» **DOCUMENT TEXT**:
******

Tag Archives: poultry

A yolk about eggs

We collected the eggs today, not that there were many, as we’ve sent most of the hens to market and it’s the wrong time of year. (Of course, from a chicken’s point of view, it’s always the wrong time of year to go to market).

In fact there were two eggs, and being from bantams, they were both small. One was much smaller than the other. On Monday I weighed three of these eggs and they weighed just over 90 grams, which isn’t much more than one decent egg. In fact I used all three of them in place of the one required for the Grantham Gingerbread.

 

This put me in mind of a limerick, (which I altered to match the circumstances).

 

There was a young hen from Devizes,

Whose eggs were two different sizes.

One was so small,

it was no use at all,

But the other won several prizes.

******

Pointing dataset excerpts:

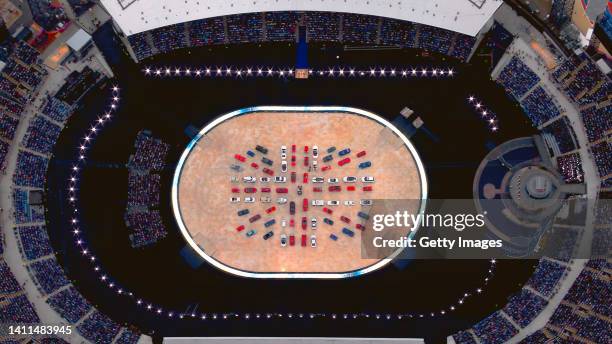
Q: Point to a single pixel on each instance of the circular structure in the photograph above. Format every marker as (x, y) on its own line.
(240, 222)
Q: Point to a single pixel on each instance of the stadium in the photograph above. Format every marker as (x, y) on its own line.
(222, 171)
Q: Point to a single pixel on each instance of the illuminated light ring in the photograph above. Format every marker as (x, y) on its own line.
(287, 275)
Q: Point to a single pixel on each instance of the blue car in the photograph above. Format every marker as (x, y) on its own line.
(365, 164)
(344, 152)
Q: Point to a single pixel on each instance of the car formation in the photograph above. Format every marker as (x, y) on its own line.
(290, 189)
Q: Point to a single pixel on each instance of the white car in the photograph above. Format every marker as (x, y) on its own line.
(318, 202)
(318, 179)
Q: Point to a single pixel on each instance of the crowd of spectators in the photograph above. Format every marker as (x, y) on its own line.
(30, 170)
(540, 107)
(8, 125)
(570, 166)
(56, 109)
(69, 304)
(546, 277)
(49, 274)
(41, 135)
(34, 242)
(494, 329)
(98, 328)
(524, 307)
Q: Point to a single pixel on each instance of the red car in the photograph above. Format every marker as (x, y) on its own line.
(344, 161)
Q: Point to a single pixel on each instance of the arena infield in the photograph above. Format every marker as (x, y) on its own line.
(202, 189)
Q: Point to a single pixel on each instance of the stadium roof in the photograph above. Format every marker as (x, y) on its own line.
(464, 16)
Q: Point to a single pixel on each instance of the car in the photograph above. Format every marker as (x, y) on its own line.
(344, 152)
(261, 149)
(363, 215)
(365, 164)
(348, 232)
(268, 235)
(344, 161)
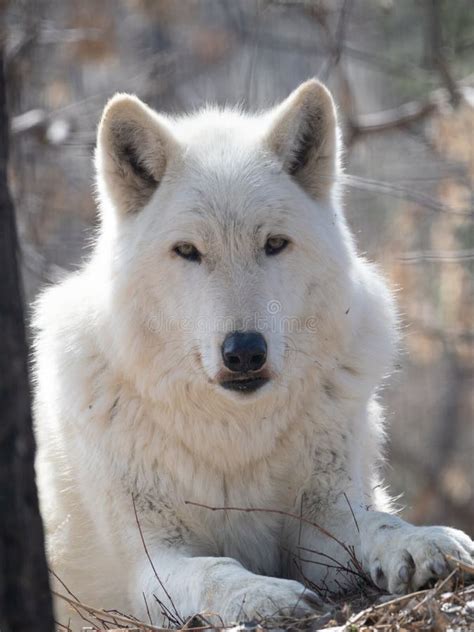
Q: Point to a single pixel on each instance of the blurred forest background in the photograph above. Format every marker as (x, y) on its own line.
(402, 74)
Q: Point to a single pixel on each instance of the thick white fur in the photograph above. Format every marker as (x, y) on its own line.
(128, 405)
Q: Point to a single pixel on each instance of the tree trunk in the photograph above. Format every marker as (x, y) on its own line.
(25, 600)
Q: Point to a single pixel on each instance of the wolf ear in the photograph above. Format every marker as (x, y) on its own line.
(304, 136)
(133, 149)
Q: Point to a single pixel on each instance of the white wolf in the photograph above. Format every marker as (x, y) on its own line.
(221, 348)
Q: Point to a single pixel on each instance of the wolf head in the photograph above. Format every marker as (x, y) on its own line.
(229, 267)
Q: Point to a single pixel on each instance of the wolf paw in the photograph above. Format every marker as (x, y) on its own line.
(271, 597)
(407, 557)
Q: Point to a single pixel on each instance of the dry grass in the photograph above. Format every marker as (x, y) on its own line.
(447, 606)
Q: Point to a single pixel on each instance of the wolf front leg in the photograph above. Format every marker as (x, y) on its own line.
(401, 557)
(177, 586)
(357, 542)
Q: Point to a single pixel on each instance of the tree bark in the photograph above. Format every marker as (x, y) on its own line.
(25, 600)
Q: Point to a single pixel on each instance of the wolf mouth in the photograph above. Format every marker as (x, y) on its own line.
(244, 384)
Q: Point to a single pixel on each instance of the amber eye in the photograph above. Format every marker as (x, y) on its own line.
(275, 245)
(187, 251)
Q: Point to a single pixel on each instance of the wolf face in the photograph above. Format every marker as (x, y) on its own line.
(229, 267)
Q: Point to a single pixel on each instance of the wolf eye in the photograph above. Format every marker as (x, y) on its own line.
(187, 251)
(275, 245)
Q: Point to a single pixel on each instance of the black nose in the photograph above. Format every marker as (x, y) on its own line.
(244, 351)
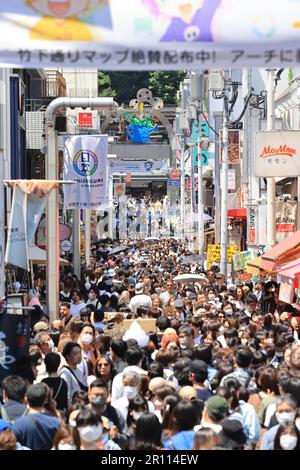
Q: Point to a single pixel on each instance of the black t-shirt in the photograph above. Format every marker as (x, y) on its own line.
(60, 392)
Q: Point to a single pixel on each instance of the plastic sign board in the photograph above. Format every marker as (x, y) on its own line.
(214, 253)
(277, 153)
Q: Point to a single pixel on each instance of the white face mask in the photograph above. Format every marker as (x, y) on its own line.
(288, 442)
(87, 338)
(183, 343)
(137, 414)
(90, 433)
(286, 417)
(130, 392)
(66, 447)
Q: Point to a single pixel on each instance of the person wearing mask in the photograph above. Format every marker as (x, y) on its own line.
(147, 433)
(89, 432)
(198, 376)
(65, 313)
(37, 429)
(140, 299)
(56, 383)
(286, 409)
(118, 349)
(215, 410)
(186, 337)
(186, 417)
(132, 385)
(77, 303)
(242, 360)
(205, 439)
(134, 359)
(251, 305)
(13, 395)
(64, 295)
(98, 400)
(70, 372)
(93, 298)
(86, 342)
(287, 437)
(166, 295)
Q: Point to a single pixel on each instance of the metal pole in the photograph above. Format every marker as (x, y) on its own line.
(111, 207)
(182, 189)
(76, 243)
(52, 228)
(87, 230)
(271, 193)
(224, 178)
(200, 194)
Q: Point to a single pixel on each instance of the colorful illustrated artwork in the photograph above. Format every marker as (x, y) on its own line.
(64, 20)
(191, 20)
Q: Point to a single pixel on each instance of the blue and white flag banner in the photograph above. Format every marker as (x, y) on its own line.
(149, 34)
(86, 163)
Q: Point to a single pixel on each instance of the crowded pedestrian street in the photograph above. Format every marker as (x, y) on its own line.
(149, 231)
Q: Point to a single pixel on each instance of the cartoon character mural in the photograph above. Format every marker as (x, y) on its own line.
(62, 19)
(191, 20)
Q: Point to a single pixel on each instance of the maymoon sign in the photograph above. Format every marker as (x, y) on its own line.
(150, 35)
(277, 153)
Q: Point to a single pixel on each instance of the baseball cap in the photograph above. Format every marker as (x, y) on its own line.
(217, 407)
(232, 434)
(4, 425)
(111, 273)
(139, 288)
(187, 392)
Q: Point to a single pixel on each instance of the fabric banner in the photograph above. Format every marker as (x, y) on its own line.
(28, 204)
(86, 163)
(2, 226)
(151, 34)
(14, 341)
(138, 166)
(286, 216)
(17, 246)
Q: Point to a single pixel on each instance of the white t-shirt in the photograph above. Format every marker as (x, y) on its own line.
(75, 309)
(140, 300)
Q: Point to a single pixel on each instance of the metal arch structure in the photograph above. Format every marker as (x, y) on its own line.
(143, 97)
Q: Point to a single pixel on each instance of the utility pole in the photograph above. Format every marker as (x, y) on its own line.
(200, 194)
(182, 189)
(224, 178)
(271, 193)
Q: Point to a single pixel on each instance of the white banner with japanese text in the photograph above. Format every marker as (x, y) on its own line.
(86, 163)
(150, 35)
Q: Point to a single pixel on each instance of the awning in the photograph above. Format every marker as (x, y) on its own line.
(237, 213)
(284, 252)
(291, 270)
(39, 256)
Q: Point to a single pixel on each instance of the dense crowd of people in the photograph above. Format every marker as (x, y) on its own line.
(207, 363)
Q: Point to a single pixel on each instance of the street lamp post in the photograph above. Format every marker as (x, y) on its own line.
(224, 177)
(52, 226)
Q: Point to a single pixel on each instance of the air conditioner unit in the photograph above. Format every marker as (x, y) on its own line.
(215, 80)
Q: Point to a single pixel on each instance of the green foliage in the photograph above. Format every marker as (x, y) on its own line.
(165, 85)
(123, 86)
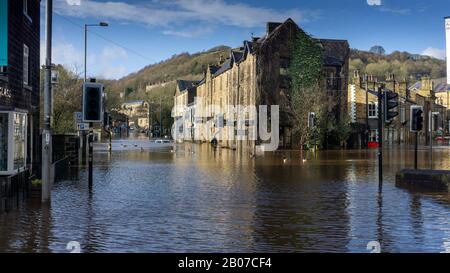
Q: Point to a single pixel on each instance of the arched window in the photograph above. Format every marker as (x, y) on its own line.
(373, 110)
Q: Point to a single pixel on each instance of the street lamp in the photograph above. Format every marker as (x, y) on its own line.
(90, 136)
(101, 24)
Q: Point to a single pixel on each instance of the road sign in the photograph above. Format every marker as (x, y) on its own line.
(92, 102)
(3, 32)
(416, 118)
(83, 126)
(78, 117)
(390, 102)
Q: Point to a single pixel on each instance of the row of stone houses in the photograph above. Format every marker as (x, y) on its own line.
(254, 74)
(19, 87)
(363, 109)
(137, 113)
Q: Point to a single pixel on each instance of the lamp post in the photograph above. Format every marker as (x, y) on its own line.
(90, 136)
(101, 24)
(46, 134)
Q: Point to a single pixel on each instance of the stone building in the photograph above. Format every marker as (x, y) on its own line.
(19, 86)
(363, 110)
(137, 112)
(184, 109)
(256, 74)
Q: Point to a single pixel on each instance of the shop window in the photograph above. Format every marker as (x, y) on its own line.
(373, 111)
(373, 136)
(20, 127)
(4, 120)
(13, 142)
(26, 65)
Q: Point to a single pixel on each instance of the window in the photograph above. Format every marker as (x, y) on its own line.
(373, 111)
(25, 7)
(26, 63)
(4, 141)
(402, 114)
(25, 10)
(19, 140)
(284, 65)
(13, 142)
(373, 136)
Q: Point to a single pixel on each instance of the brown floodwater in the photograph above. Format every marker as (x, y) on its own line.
(197, 199)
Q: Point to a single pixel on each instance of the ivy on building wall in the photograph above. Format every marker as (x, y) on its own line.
(306, 63)
(305, 96)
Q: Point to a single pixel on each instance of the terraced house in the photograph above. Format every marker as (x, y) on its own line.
(19, 87)
(257, 74)
(363, 109)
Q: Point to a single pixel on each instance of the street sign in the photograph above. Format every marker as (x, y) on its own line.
(3, 32)
(390, 100)
(82, 126)
(92, 102)
(416, 118)
(78, 117)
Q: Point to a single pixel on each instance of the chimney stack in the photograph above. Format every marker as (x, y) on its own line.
(447, 34)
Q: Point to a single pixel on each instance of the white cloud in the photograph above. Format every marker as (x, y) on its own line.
(189, 33)
(109, 64)
(178, 12)
(374, 2)
(435, 52)
(112, 62)
(74, 2)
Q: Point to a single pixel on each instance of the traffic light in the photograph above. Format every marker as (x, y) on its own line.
(390, 102)
(106, 120)
(416, 118)
(92, 102)
(311, 120)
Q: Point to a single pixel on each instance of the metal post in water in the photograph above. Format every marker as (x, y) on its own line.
(380, 137)
(46, 134)
(91, 153)
(415, 150)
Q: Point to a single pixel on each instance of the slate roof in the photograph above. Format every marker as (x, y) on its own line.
(213, 69)
(237, 55)
(335, 51)
(440, 85)
(133, 102)
(224, 67)
(184, 84)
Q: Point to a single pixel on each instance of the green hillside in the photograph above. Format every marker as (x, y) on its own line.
(402, 64)
(162, 76)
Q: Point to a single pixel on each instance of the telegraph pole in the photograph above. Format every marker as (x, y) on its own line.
(160, 117)
(380, 137)
(366, 79)
(46, 134)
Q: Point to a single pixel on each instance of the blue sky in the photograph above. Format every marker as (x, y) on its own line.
(143, 32)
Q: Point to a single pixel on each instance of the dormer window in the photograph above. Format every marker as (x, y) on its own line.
(25, 10)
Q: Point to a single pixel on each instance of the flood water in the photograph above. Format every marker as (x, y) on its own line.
(197, 199)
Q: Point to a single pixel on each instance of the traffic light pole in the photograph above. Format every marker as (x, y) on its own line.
(380, 138)
(46, 133)
(91, 153)
(415, 149)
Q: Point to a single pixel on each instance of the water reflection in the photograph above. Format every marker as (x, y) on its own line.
(196, 198)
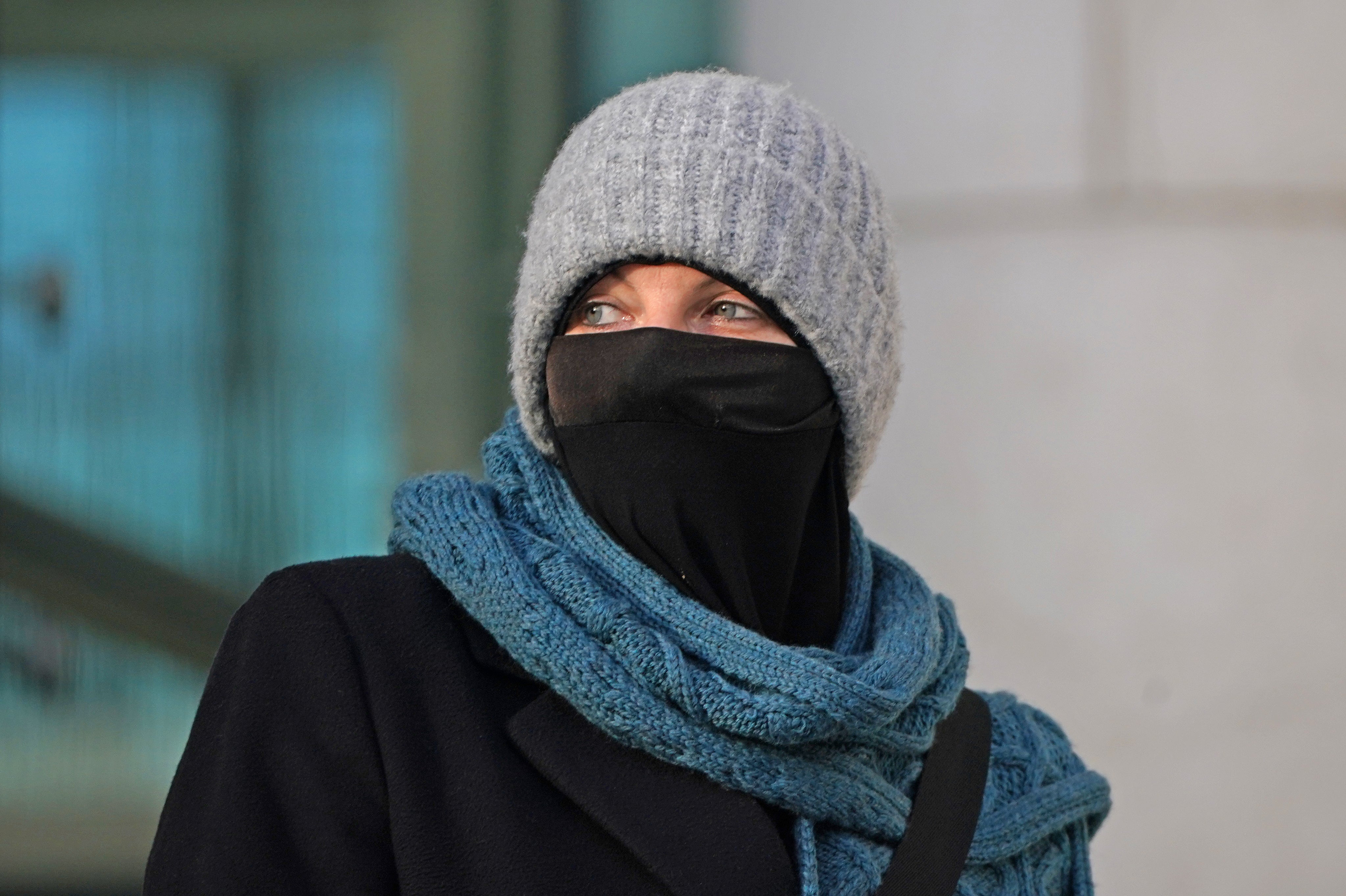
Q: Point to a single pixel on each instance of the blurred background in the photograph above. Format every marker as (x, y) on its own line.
(255, 268)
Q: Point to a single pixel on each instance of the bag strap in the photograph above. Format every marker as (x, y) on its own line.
(944, 815)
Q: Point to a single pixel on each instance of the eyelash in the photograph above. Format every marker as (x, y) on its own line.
(742, 311)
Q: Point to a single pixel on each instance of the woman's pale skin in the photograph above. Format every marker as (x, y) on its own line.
(672, 297)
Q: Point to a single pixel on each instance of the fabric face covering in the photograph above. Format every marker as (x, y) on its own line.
(718, 463)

******

» **AIM**: In the post about eggs, list the final word of each line of the limerick, in order.

» **COMPLETE OUTPUT**: Devizes, sizes, small, all, prizes